---------- DATA TO USE
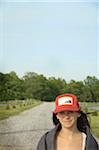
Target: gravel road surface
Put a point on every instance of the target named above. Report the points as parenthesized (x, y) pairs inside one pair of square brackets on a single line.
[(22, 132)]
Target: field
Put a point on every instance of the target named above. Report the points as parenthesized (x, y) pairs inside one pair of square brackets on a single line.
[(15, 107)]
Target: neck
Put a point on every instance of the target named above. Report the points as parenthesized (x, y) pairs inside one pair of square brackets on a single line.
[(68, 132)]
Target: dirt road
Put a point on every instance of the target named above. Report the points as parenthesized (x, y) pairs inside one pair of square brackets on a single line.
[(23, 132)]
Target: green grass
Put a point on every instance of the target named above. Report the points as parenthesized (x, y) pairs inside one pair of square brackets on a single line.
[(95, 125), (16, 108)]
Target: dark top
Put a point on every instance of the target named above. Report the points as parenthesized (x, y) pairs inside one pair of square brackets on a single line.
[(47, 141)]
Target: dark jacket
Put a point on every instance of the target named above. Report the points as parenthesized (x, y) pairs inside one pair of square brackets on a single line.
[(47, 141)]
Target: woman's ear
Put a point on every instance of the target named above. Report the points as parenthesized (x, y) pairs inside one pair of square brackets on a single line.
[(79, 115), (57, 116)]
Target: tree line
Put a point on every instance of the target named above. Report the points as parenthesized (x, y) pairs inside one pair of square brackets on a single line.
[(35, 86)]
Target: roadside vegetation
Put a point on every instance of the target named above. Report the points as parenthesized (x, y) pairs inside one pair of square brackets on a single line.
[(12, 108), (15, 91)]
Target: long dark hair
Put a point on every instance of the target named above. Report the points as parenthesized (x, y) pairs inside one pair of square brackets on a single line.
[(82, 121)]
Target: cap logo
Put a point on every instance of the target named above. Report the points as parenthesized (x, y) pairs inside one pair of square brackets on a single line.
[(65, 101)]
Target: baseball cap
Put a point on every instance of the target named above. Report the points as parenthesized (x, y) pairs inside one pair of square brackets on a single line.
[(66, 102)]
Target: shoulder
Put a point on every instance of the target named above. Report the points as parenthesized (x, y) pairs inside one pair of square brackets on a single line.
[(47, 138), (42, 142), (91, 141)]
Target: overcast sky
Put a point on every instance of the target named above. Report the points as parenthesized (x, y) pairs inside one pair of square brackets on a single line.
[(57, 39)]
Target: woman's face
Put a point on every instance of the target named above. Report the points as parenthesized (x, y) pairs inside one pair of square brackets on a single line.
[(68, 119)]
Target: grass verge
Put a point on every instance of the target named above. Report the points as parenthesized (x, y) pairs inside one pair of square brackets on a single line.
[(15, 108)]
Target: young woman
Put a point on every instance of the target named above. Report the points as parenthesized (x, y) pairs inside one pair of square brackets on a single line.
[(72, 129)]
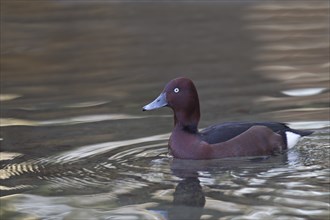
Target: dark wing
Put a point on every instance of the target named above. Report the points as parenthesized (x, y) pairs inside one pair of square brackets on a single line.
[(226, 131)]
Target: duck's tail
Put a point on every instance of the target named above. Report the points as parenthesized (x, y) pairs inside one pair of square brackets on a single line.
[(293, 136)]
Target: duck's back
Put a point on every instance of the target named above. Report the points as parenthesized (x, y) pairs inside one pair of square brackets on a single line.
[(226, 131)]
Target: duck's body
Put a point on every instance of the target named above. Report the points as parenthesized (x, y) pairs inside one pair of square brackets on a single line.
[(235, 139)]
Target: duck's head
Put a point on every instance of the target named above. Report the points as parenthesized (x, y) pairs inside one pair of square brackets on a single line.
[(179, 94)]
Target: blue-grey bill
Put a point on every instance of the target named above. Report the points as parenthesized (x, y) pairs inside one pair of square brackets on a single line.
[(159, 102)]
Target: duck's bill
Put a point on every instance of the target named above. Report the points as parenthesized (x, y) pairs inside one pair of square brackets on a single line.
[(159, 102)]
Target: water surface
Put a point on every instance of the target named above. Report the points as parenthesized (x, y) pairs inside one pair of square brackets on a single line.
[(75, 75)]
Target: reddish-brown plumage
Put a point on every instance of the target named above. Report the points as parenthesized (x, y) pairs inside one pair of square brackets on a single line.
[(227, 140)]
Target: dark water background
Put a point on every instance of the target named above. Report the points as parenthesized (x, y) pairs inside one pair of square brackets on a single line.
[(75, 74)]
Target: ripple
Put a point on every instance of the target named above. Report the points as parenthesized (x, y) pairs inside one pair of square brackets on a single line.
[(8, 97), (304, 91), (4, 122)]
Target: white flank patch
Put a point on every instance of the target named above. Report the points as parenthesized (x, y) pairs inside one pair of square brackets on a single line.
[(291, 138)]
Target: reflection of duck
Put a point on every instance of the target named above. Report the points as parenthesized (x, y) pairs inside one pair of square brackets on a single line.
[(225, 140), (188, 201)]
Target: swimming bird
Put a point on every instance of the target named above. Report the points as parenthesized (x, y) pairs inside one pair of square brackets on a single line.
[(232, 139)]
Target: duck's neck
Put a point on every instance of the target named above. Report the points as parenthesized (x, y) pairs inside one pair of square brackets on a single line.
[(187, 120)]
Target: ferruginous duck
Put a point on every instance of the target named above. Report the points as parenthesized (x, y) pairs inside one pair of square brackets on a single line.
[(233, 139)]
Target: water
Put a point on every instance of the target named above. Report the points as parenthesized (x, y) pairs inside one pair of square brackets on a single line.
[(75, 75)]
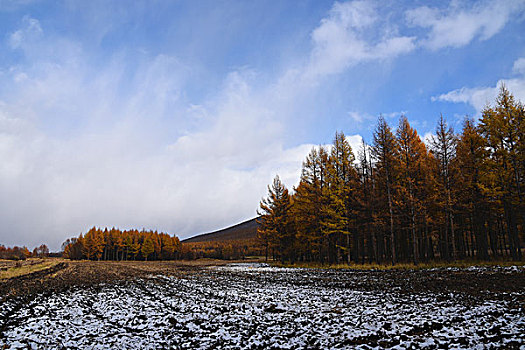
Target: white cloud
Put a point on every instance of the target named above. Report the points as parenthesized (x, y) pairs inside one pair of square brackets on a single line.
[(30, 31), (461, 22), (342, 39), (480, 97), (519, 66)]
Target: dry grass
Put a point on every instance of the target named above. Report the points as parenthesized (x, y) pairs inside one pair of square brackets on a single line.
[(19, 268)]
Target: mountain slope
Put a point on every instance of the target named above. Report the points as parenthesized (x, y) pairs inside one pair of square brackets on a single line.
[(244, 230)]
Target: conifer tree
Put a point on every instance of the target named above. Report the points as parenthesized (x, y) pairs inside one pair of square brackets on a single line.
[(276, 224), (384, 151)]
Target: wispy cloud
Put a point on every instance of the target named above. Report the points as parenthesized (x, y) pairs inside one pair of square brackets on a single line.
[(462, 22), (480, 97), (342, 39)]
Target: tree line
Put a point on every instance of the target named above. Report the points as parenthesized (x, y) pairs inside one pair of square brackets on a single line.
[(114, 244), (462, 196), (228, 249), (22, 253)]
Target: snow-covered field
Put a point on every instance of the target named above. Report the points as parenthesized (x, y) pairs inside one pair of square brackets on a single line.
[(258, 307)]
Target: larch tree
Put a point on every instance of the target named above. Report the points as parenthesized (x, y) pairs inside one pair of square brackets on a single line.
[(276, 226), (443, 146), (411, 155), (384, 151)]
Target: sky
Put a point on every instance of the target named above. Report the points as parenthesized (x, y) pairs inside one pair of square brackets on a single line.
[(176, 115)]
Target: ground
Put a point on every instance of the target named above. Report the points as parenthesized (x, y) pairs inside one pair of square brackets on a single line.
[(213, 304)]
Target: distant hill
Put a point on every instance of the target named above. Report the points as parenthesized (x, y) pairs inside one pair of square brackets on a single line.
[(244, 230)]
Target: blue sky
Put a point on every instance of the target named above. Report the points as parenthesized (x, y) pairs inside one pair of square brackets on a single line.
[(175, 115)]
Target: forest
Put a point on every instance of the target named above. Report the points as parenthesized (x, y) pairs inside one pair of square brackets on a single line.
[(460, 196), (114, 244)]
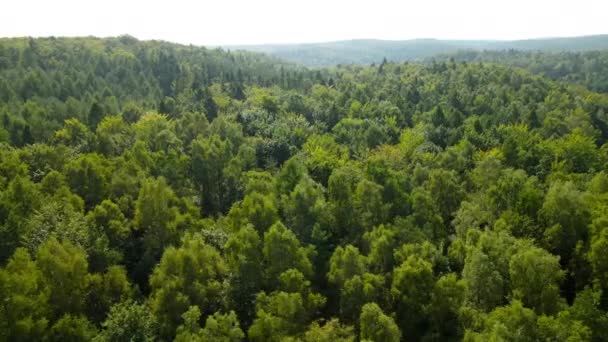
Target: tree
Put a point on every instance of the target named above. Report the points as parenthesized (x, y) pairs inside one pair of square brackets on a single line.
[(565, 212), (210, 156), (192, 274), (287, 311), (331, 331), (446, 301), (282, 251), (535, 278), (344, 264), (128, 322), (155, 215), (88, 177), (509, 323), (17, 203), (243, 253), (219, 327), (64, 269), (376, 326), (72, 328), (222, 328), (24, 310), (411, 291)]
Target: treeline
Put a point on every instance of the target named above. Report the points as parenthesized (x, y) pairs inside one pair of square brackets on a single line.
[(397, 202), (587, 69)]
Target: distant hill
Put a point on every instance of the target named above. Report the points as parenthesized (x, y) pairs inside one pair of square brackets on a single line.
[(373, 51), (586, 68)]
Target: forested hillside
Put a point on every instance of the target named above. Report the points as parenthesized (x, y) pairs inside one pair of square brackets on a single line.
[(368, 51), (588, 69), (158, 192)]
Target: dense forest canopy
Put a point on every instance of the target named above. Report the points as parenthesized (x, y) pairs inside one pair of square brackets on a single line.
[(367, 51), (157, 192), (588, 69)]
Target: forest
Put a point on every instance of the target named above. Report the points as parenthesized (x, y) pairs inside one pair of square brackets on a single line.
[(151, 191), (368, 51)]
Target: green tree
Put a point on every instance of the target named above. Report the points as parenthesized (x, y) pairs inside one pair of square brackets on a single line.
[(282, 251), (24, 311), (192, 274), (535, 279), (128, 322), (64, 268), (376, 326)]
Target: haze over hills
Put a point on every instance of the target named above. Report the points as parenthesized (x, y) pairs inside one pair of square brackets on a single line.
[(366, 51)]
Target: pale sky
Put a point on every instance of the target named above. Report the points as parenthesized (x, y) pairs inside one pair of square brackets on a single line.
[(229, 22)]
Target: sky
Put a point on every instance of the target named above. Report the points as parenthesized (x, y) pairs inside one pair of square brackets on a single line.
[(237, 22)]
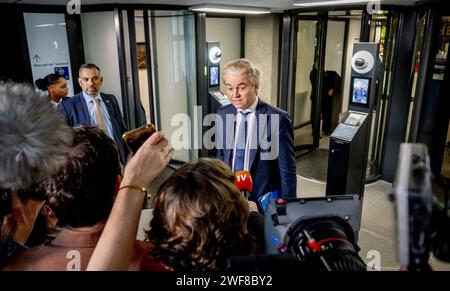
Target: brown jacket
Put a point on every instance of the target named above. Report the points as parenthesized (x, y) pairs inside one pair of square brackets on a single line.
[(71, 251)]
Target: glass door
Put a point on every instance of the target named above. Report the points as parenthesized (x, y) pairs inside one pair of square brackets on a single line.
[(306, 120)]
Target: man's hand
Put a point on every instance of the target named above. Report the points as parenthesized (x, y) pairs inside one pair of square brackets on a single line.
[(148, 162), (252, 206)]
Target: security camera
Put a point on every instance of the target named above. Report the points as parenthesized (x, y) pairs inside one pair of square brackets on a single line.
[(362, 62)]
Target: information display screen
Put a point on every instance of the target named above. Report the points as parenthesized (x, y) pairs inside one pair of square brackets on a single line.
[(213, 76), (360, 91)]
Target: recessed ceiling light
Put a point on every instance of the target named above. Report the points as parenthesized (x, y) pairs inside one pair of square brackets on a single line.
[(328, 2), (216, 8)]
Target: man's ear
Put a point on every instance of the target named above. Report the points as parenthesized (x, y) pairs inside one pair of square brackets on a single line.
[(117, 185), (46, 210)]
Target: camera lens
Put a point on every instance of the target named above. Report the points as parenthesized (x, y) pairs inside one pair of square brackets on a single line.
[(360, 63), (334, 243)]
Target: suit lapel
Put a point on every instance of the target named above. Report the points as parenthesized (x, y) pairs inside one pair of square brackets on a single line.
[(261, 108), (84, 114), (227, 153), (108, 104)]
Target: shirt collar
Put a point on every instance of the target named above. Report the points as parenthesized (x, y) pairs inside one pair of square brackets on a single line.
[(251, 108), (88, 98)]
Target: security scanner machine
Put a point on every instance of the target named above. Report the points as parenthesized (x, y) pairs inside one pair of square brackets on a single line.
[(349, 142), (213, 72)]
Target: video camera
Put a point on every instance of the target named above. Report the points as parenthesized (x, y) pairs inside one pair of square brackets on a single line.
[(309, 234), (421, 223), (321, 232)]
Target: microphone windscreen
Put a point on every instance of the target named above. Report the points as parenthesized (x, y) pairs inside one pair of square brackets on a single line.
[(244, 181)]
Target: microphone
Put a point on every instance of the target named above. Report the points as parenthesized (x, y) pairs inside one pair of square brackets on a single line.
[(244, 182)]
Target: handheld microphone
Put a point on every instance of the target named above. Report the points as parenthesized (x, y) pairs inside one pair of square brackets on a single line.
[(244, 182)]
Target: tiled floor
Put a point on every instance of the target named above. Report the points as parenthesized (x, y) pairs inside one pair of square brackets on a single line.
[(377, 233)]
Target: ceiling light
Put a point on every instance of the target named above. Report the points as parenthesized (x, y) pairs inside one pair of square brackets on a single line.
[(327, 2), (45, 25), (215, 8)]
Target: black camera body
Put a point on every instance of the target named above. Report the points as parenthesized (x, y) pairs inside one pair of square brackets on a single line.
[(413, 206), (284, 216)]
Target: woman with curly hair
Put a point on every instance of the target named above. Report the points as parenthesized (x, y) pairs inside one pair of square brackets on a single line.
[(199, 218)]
--------------------
Please give an exact copy of the lines above, beginning with the line containing "Target: video camera" and running through the line containing "Target: microphone windscreen", and of no other lines.

RESULT OF THE EXERCISE:
Target: video camera
Put a point on every instance of the target named above. Report the points as parenthesized (x, y) pairs inside one pair of square brackets on a single line.
[(309, 234), (421, 223), (321, 232)]
Target: microphone windscreen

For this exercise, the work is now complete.